[Source data]

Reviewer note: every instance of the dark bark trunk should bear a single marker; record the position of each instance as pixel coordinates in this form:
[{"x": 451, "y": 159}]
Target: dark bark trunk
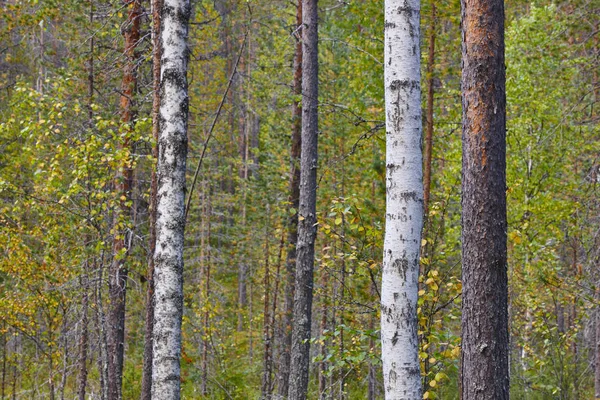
[
  {"x": 149, "y": 326},
  {"x": 124, "y": 179},
  {"x": 267, "y": 364},
  {"x": 294, "y": 196},
  {"x": 429, "y": 122},
  {"x": 4, "y": 348},
  {"x": 484, "y": 368},
  {"x": 205, "y": 260},
  {"x": 84, "y": 339},
  {"x": 307, "y": 231}
]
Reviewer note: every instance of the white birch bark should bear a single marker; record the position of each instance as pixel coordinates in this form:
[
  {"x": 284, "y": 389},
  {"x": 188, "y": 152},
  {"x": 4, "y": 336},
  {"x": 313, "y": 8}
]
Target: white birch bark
[
  {"x": 170, "y": 210},
  {"x": 404, "y": 201}
]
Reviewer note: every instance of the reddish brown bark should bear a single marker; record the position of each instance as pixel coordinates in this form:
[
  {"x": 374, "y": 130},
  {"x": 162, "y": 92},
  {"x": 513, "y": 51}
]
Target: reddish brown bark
[{"x": 484, "y": 366}]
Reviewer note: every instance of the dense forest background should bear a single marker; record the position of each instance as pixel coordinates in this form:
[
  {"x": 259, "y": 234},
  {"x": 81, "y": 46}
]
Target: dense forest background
[{"x": 67, "y": 147}]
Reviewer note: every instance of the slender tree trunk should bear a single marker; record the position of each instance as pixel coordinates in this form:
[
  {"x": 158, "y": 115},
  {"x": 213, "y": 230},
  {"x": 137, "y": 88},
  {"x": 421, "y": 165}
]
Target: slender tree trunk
[
  {"x": 170, "y": 210},
  {"x": 404, "y": 202},
  {"x": 267, "y": 364},
  {"x": 323, "y": 347},
  {"x": 293, "y": 198},
  {"x": 84, "y": 338},
  {"x": 205, "y": 260},
  {"x": 484, "y": 366},
  {"x": 307, "y": 230},
  {"x": 596, "y": 85},
  {"x": 84, "y": 280},
  {"x": 149, "y": 326},
  {"x": 4, "y": 349},
  {"x": 429, "y": 130},
  {"x": 65, "y": 344},
  {"x": 123, "y": 183}
]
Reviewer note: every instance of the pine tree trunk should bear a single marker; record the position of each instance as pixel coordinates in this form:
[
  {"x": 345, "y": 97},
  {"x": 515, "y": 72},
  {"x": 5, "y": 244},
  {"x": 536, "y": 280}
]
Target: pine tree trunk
[
  {"x": 124, "y": 179},
  {"x": 404, "y": 203},
  {"x": 429, "y": 120},
  {"x": 294, "y": 198},
  {"x": 484, "y": 363},
  {"x": 307, "y": 230},
  {"x": 149, "y": 325},
  {"x": 267, "y": 364},
  {"x": 170, "y": 210}
]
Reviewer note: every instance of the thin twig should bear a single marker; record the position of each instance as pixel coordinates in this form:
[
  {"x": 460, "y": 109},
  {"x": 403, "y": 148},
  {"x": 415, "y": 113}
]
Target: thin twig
[{"x": 212, "y": 127}]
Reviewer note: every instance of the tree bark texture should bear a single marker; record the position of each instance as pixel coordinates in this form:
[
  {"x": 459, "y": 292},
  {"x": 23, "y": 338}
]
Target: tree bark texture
[
  {"x": 293, "y": 199},
  {"x": 123, "y": 183},
  {"x": 429, "y": 120},
  {"x": 147, "y": 367},
  {"x": 307, "y": 230},
  {"x": 484, "y": 366},
  {"x": 170, "y": 198},
  {"x": 404, "y": 201}
]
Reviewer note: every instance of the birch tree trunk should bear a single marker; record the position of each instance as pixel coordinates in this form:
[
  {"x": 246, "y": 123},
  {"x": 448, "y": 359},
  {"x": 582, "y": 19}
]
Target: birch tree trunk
[
  {"x": 404, "y": 201},
  {"x": 170, "y": 210},
  {"x": 307, "y": 230},
  {"x": 485, "y": 353}
]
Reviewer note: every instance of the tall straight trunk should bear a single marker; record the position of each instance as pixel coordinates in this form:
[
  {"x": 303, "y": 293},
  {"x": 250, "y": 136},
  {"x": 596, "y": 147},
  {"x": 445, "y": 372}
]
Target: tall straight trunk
[
  {"x": 307, "y": 218},
  {"x": 596, "y": 85},
  {"x": 429, "y": 119},
  {"x": 597, "y": 346},
  {"x": 85, "y": 277},
  {"x": 149, "y": 326},
  {"x": 293, "y": 198},
  {"x": 404, "y": 201},
  {"x": 123, "y": 183},
  {"x": 205, "y": 262},
  {"x": 267, "y": 362},
  {"x": 484, "y": 365},
  {"x": 84, "y": 338},
  {"x": 170, "y": 209},
  {"x": 4, "y": 349}
]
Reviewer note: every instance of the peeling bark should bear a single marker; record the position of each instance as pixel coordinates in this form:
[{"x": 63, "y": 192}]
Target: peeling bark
[
  {"x": 170, "y": 198},
  {"x": 404, "y": 201}
]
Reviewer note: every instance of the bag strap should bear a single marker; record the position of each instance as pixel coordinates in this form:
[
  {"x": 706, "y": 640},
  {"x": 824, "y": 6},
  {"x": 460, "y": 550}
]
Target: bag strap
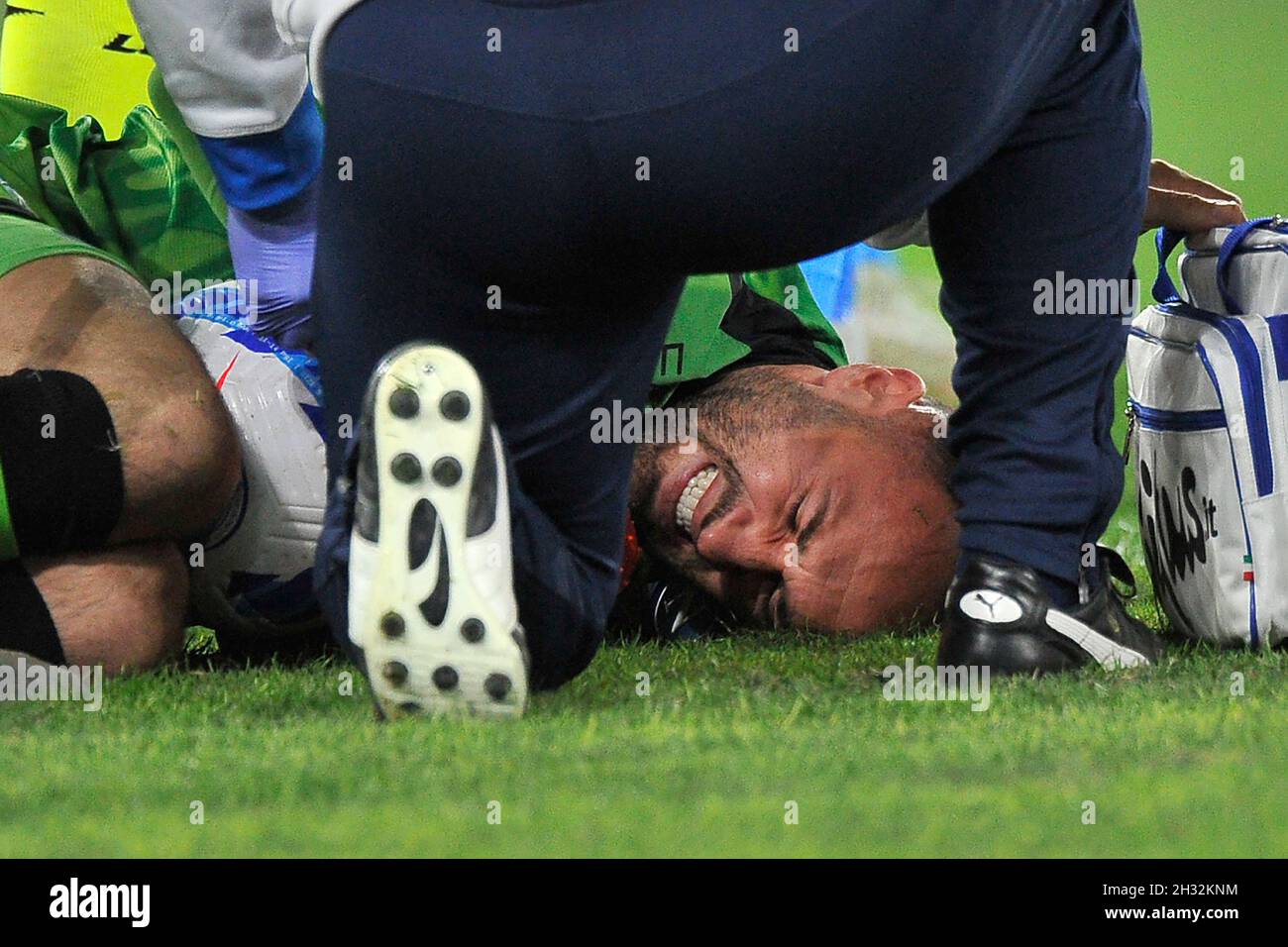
[
  {"x": 1231, "y": 248},
  {"x": 1166, "y": 241}
]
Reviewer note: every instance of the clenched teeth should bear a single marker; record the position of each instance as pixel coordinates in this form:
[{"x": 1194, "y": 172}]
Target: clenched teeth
[{"x": 691, "y": 496}]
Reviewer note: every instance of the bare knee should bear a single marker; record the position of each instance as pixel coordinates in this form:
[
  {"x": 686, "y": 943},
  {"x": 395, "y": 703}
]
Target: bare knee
[
  {"x": 191, "y": 438},
  {"x": 123, "y": 609}
]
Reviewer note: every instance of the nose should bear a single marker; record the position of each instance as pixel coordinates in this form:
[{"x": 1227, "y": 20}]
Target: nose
[{"x": 738, "y": 541}]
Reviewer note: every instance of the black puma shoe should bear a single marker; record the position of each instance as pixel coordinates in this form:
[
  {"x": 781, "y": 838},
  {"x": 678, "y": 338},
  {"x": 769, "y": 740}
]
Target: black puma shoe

[What is asked] Retype exactly the lines from the one containing "Reviewer note: every instance of the bare" through the last line of the records above, including both.

[Result]
Reviewer note: every instance of the bare knee should bear a single marker; record the position of each instance as pixel coordinates in this form:
[
  {"x": 686, "y": 943},
  {"x": 395, "y": 703}
]
Target: bare knee
[
  {"x": 191, "y": 438},
  {"x": 123, "y": 609}
]
Reviewer note: every instance of the nose should bear a single marker; record the position of each instance as pixel coordinates in this form:
[{"x": 1227, "y": 20}]
Target: nose
[{"x": 738, "y": 541}]
Reviewer note: every instance of the black puma shoe should bear a single marker; record the position of each instance as pixel coordinates in this form:
[
  {"x": 781, "y": 838},
  {"x": 678, "y": 338},
  {"x": 769, "y": 740}
]
Target: black puma shoe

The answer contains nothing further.